+++ DATASET CONTENT +++
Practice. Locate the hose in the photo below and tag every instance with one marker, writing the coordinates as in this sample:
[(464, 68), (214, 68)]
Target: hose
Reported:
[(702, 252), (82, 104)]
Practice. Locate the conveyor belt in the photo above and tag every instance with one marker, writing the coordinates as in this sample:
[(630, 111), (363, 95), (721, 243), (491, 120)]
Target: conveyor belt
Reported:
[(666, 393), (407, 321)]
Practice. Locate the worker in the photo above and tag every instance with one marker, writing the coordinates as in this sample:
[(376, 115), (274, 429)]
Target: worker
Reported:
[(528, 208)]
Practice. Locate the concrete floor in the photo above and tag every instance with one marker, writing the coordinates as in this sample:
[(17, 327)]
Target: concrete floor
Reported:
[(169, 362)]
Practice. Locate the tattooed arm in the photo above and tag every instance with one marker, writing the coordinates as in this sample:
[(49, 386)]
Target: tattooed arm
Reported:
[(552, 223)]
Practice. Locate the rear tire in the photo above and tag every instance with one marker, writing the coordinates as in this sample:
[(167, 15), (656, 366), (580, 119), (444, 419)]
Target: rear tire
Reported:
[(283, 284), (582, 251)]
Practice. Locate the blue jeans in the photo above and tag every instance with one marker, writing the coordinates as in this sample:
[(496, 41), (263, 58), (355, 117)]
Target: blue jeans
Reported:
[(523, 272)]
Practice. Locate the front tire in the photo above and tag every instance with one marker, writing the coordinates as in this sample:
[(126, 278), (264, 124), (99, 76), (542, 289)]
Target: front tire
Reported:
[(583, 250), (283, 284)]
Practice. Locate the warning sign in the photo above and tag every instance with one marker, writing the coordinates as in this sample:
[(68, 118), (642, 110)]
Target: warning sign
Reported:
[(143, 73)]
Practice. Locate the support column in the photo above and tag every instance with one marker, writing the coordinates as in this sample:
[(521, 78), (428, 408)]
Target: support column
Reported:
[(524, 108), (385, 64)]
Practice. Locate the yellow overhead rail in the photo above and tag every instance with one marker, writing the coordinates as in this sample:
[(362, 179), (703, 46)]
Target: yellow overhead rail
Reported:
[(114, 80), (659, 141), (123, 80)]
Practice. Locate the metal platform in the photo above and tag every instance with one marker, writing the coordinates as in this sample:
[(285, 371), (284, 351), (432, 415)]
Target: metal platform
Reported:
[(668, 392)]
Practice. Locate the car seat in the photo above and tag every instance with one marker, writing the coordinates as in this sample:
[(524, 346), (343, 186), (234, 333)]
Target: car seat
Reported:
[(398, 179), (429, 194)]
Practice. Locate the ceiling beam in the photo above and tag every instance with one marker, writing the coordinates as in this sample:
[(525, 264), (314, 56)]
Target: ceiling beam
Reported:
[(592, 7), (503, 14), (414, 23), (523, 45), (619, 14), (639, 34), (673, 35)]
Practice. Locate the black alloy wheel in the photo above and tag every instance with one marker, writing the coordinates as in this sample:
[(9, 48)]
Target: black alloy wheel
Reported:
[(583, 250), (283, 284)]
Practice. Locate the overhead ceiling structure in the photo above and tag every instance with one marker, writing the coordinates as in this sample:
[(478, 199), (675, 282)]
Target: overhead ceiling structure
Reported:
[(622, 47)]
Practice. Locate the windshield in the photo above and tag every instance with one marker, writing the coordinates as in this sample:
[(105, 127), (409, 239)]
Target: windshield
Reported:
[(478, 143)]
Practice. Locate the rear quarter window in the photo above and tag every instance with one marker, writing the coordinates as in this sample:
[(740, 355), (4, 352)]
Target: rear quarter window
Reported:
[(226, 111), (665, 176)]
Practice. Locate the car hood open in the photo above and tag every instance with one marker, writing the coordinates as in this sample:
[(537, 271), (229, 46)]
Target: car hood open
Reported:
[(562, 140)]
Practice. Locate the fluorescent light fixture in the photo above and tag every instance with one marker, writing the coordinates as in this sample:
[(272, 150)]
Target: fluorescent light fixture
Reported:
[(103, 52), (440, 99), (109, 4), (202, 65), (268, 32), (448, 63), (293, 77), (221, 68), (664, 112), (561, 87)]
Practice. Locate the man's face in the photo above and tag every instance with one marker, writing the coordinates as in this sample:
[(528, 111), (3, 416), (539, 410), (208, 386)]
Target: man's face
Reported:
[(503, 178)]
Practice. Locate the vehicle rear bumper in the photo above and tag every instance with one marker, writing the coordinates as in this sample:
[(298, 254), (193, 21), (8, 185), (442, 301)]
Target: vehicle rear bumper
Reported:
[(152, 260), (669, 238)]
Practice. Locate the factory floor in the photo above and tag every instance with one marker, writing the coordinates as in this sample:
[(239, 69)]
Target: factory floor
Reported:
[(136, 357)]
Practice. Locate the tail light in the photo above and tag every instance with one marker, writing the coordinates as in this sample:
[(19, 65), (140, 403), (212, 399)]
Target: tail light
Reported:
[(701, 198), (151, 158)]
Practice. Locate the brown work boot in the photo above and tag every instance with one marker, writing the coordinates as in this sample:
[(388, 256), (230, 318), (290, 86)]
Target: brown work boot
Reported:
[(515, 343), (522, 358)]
+++
Repeat all of the records above exactly as written.

THE OUTPUT:
Practice. Locate the hose in the photo below and tag every instance with one marker, writing the coordinates as in this sample:
[(464, 68), (214, 68)]
Target: hose
Reported:
[(702, 252), (82, 104)]
Practice. Locate the conveyor belt in the photo above and tag every instance with one marker, writing the coordinates as in this sample:
[(630, 111), (363, 95), (721, 243), (491, 120)]
Target: conveyor belt
Reported:
[(666, 393), (407, 321)]
Practice. Locate the worker in the photo above and tag every instance with one marker, writing the coordinates as in this sample:
[(376, 115), (274, 429)]
Target: worker
Reported:
[(528, 208)]
Practice. Locate the concrete floor in the photo above and tag every instance with one marker, writing the coordinates as in this sample:
[(17, 327)]
Target: concrete floor
Reported:
[(169, 362)]
Practice. Locate the tattooed arm in the photo above and tag every instance with one marker, writing the coordinates as in this sample:
[(49, 386)]
Target: tattooed arm
Reported:
[(552, 223)]
Practice. Locate the rear tire in the photo above and tag every instance with one marker, writing the coordinates as in this sample:
[(167, 15), (656, 366), (580, 119), (444, 419)]
Target: rear tire
Reported:
[(283, 284), (582, 251)]
Practice. Locate the blue jeans in the photo above and tag every instance with one marker, writing the coordinates as in this sample:
[(496, 41), (263, 58), (355, 117)]
Target: blue jeans
Reported:
[(523, 272)]
Practice. Locate the front tire in the photo above and tag every instance with one marker, writing the coordinates as in this sample:
[(126, 278), (264, 124), (99, 76), (542, 289)]
Target: front tire
Reported:
[(583, 250), (283, 284)]
Practice. Locate the warning sign in the photo above and tag every instance with one marker, writing the coordinates as in this sample:
[(68, 118), (642, 110)]
Target: warning sign
Reported:
[(143, 73)]
Practice. Locate the support column in the photo above and tag every instance with one marker, writing the coordinates as in this sample:
[(521, 78), (428, 408)]
Target: support column
Reported:
[(524, 108), (385, 64)]
Practice. Locate the yellow overhead rail in the photo above and tag every instance with one marker, writing the coordinates as in this sample:
[(362, 179), (703, 46)]
Target: yellow overhead rail
Reported:
[(114, 80), (659, 141), (123, 80)]
Practice. Locate the metal platform in the photo above and tag every instance with one marker, writing the coordinates as in this sample:
[(285, 371), (284, 351), (432, 415)]
Target: metal platform
Reported:
[(668, 392)]
Practice. Locate the car seat in the photo above and tag every instance with one marker, writing the coordinates as in this sample:
[(524, 346), (343, 186), (234, 333)]
Target: car seat
Reported:
[(398, 179), (429, 194)]
Practice. Locate the ceiling beam in the photo above and tag every instance with one marker, writing the coordinates as in this sample:
[(525, 264), (314, 56)]
Target: ceiling beam
Reported:
[(592, 7), (503, 14), (414, 23), (523, 45), (619, 14), (639, 34), (673, 35)]
Practice. Locate the black alloy wheel in the photo above and tag every instance with one marker, writing the coordinates as in this sample:
[(9, 48)]
Target: black alloy wheel
Reported:
[(583, 250), (283, 284)]
Practice. Locate the overhead ceiling structure in the photo above and tag every instance with one marker, writing the coordinates as in this sample:
[(478, 199), (675, 282)]
Target: overhead ceiling structure
Reported:
[(622, 47)]
Practice. Locate the windshield in the photo above and tag every instance with one marker, writing the coordinates as in this sample:
[(105, 127), (409, 239)]
Target: windshield
Reported:
[(478, 143)]
Practice. Locate the rear quarter window in the photo above and tag every instance with one marker, writing the coordinates as in this sample:
[(740, 355), (4, 352)]
Target: rear quarter window
Reported:
[(226, 111), (665, 176)]
Practice. Locate the car hood open in the photo above and tag every instance with one marker, writing the coordinates as in this sample:
[(537, 271), (229, 46)]
Target: car hood open
Reported:
[(562, 140)]
Practice. Locate the fluorescent light fixture in the photo above and tag every instance with one marker, writing the coordinates as in this sample:
[(272, 150)]
Target: fluorescent light fixture
Reported:
[(103, 52), (440, 99), (109, 4), (202, 65), (268, 32), (448, 63), (293, 77), (221, 68), (664, 112), (561, 87)]
Practice. Locate the man's face in the photo above and tag every instance with one marker, writing the coordinates as in this sample:
[(528, 111), (3, 416), (539, 410), (208, 386)]
Target: man's face
Reported:
[(503, 178)]
Practice. Locate the vehicle rear bumper in the photo above and tag every instance with one marker, writing the coordinates as in this sample:
[(298, 254), (193, 21), (8, 185), (442, 301)]
Target: vehicle rear bumper
Reported:
[(152, 260), (669, 238)]
Practice. Locate the factory floor in the photo above and tag every instance with one marker, writing the coordinates as in this sample:
[(239, 69)]
Target: factory floor
Reported:
[(136, 357)]
Practice. Locate the tail light in the photo above and tag every instance with one marker, writing the coordinates as in this sample:
[(19, 65), (140, 403), (212, 399)]
Target: tail light
Reported:
[(701, 198), (151, 158)]
Practice. Locate the brown work boot in the photo above and tag every instance with one marker, writing the coordinates as in this sample:
[(388, 256), (230, 318), (290, 86)]
Target: brown work boot
Reported:
[(515, 343), (522, 358)]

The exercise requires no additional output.